Do this: In the material, rename "large green leaf" to "broad green leaf" across the stretch from the line containing "Objective — for every instance of the large" through the end, and write out only that stretch with everything else left unchanged.

(Extracted records)
○ ○ ○ ○

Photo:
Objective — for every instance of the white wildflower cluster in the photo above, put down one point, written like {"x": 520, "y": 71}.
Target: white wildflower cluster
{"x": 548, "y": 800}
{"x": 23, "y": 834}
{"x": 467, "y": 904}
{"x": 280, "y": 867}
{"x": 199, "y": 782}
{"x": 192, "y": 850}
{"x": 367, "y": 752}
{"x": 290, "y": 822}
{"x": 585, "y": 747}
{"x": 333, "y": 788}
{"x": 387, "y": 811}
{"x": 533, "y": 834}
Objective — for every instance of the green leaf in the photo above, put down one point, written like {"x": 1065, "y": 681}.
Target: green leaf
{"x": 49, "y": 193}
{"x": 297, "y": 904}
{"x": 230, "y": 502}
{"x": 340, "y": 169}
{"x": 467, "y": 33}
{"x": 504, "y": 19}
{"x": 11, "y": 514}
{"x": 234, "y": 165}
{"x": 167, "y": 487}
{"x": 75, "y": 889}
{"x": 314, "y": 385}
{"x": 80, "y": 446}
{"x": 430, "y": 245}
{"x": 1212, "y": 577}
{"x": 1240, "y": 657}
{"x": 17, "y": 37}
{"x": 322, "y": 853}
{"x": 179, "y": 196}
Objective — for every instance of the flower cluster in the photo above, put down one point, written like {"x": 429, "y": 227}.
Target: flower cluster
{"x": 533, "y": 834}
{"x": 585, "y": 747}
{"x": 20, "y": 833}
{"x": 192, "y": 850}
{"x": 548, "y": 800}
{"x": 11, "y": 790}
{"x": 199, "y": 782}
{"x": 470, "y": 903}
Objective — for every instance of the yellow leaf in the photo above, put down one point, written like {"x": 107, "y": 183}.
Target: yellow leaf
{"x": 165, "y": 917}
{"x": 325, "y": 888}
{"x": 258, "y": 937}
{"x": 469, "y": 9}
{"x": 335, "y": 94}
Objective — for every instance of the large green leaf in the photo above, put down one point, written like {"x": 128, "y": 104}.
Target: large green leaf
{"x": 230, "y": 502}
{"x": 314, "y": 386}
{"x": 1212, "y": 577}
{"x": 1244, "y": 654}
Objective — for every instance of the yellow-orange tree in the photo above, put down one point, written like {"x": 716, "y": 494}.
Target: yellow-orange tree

○ ○ ○ ○

Answer to this problem:
Objective — for every instance of the broad green leaf in the photo above, put down one point, written like {"x": 128, "y": 104}.
Target: broad green leaf
{"x": 230, "y": 502}
{"x": 314, "y": 386}
{"x": 1212, "y": 577}
{"x": 1244, "y": 654}
Objective — for every instance of the yellow-orange tree in the photo above, put down one point, written like {"x": 716, "y": 494}.
Target: yellow-orange tree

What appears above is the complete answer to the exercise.